GIVEN DATA section start

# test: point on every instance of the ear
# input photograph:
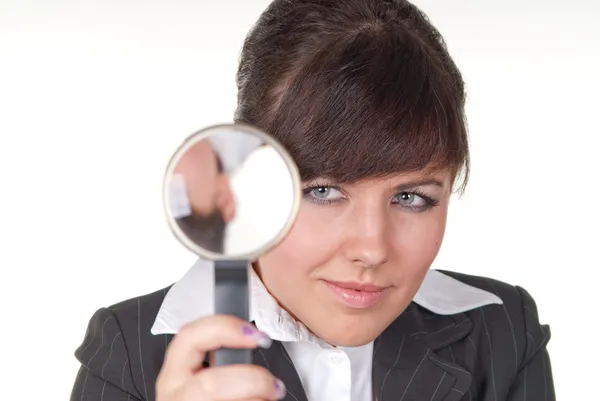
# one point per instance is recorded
(225, 198)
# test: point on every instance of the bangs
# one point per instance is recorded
(370, 105)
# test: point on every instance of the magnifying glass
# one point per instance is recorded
(231, 193)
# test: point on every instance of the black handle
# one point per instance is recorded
(231, 298)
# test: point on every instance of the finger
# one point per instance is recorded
(188, 348)
(235, 382)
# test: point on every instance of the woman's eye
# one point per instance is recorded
(323, 194)
(409, 198)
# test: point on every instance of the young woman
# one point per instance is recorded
(367, 100)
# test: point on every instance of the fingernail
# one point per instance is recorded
(279, 389)
(262, 340)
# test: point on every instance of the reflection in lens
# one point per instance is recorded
(231, 191)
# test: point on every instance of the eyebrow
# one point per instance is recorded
(419, 183)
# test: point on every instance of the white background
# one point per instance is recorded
(95, 95)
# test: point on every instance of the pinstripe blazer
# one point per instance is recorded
(492, 353)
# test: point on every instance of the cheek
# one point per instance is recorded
(420, 240)
(308, 245)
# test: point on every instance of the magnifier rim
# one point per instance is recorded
(202, 134)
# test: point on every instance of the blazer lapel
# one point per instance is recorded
(406, 366)
(276, 359)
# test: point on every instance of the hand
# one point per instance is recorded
(182, 377)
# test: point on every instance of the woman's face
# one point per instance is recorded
(382, 234)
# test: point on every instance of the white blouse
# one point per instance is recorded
(327, 373)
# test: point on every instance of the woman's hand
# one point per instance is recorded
(182, 377)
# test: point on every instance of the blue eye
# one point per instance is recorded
(414, 201)
(322, 194)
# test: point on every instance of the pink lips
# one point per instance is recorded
(355, 295)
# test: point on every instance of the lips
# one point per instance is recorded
(357, 295)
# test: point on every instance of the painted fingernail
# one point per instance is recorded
(262, 340)
(279, 389)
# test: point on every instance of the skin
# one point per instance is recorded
(207, 189)
(368, 232)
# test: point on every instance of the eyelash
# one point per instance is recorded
(429, 201)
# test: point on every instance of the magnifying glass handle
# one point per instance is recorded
(231, 298)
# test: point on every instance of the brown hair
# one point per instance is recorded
(354, 88)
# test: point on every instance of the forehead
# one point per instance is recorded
(440, 178)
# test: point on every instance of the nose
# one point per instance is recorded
(367, 237)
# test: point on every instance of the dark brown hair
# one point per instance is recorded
(354, 88)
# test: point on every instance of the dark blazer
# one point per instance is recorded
(493, 353)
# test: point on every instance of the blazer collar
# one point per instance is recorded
(192, 297)
(405, 363)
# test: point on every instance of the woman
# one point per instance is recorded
(367, 100)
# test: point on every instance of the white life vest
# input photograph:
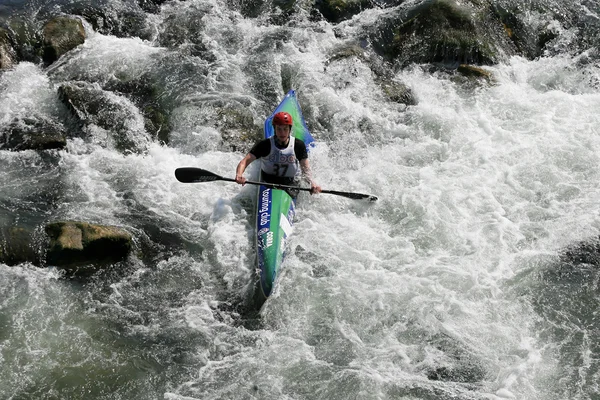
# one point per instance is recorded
(281, 162)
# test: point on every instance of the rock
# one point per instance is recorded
(16, 246)
(473, 71)
(7, 53)
(443, 31)
(338, 10)
(33, 134)
(61, 35)
(27, 40)
(398, 92)
(82, 248)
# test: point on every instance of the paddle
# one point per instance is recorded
(193, 175)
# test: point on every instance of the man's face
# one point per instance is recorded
(282, 133)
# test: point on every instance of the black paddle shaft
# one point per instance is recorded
(196, 175)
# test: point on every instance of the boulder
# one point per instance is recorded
(61, 34)
(16, 246)
(443, 31)
(398, 92)
(338, 10)
(83, 248)
(7, 53)
(33, 134)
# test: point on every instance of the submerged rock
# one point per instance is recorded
(7, 53)
(443, 31)
(61, 34)
(33, 134)
(338, 10)
(82, 248)
(16, 246)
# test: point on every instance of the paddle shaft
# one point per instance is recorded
(193, 175)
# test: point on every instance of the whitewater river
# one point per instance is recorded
(449, 287)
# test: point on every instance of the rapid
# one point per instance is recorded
(446, 288)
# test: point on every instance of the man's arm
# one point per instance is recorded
(307, 174)
(239, 171)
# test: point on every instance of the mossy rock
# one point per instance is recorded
(16, 246)
(7, 53)
(33, 134)
(339, 10)
(61, 34)
(442, 31)
(74, 245)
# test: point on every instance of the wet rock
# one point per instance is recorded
(529, 38)
(16, 246)
(83, 248)
(398, 92)
(61, 34)
(473, 71)
(395, 91)
(27, 40)
(106, 118)
(338, 10)
(443, 31)
(7, 53)
(33, 134)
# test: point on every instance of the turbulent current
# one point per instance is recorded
(451, 286)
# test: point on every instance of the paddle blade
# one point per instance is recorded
(191, 175)
(350, 195)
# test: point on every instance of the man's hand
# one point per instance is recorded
(314, 188)
(240, 179)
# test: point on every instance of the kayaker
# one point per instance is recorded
(282, 157)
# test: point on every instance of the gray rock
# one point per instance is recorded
(7, 53)
(33, 134)
(83, 248)
(61, 34)
(16, 246)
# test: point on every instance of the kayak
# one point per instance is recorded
(275, 208)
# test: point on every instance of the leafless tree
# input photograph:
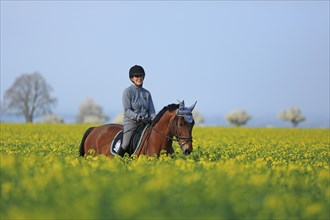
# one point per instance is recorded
(29, 96)
(90, 113)
(238, 117)
(292, 115)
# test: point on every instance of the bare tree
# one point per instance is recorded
(292, 115)
(90, 113)
(238, 117)
(29, 96)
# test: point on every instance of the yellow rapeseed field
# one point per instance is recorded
(233, 173)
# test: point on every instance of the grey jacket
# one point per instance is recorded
(137, 100)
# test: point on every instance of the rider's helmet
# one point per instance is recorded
(136, 70)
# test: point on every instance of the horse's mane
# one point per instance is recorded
(170, 107)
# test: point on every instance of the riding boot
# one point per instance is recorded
(121, 151)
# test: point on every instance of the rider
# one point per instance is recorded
(138, 106)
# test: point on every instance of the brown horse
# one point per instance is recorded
(174, 120)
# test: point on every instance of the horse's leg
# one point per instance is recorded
(82, 144)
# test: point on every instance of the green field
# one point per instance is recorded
(233, 173)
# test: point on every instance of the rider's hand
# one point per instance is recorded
(139, 118)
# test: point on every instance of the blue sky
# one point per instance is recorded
(261, 56)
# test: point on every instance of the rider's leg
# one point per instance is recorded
(128, 132)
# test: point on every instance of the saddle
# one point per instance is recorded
(134, 143)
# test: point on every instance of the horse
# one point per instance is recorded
(174, 122)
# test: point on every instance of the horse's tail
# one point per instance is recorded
(82, 144)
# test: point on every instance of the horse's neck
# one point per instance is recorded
(165, 124)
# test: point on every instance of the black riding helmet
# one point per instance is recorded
(136, 70)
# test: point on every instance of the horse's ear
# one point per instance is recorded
(191, 108)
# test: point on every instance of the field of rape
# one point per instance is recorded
(233, 173)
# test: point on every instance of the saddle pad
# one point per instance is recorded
(116, 142)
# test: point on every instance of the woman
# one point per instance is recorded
(138, 105)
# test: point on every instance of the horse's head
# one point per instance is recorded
(184, 123)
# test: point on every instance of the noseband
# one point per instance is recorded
(185, 139)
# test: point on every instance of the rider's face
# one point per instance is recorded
(138, 80)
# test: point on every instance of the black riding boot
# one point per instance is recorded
(121, 151)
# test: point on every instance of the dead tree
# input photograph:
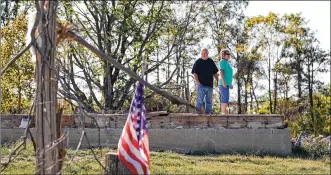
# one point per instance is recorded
(47, 137)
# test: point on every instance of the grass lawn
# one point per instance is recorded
(174, 163)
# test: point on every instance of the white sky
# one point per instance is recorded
(317, 12)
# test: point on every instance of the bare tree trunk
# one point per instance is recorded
(46, 130)
(310, 91)
(187, 89)
(245, 95)
(269, 81)
(158, 68)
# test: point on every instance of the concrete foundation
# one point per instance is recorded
(220, 140)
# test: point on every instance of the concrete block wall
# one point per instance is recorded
(220, 140)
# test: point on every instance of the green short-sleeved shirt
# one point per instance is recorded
(228, 72)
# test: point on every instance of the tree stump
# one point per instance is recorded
(114, 166)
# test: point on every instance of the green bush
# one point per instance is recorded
(313, 148)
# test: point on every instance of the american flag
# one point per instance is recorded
(133, 145)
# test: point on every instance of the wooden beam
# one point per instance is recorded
(114, 166)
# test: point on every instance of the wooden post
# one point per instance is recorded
(47, 159)
(114, 166)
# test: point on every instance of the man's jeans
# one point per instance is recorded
(204, 92)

GIVEN DATA section end

## AIM OF THE EXERCISE
Only the lines above from the one containing "# test: point on every instance of the kayaker" through the one containing "# test: point on every instance of the riding" should be returned, verbatim and inclusive, with pictures excluded.

## OUTPUT
# test: point on every instance of the kayaker
# one point per instance is recorded
(282, 157)
# test: point on every instance of the gray rock
# one point per instance is recorded
(7, 53)
(33, 134)
(83, 248)
(61, 34)
(16, 246)
# test: point on every instance of the kayak
# one point per instance is recorded
(275, 208)
# test: point on every instance of the leafless tree
# input photograph:
# one point per instance is recorded
(29, 96)
(90, 113)
(238, 117)
(292, 115)
# test: point on every instance of the bare tree
# one point per instance is recorded
(292, 115)
(90, 113)
(238, 117)
(29, 96)
# test: point on every instance of the yellow rapeseed field
# one point per instance is recorded
(233, 173)
# test: point on every instance of the grey jacket
# one point per instance is recorded
(137, 100)
# test: point on every instance of the rider's helmet
# one point per instance is recorded
(136, 70)
# test: point on every instance of the horse's mane
# one point per instance is recorded
(170, 107)
# test: point on every instance of the riding boot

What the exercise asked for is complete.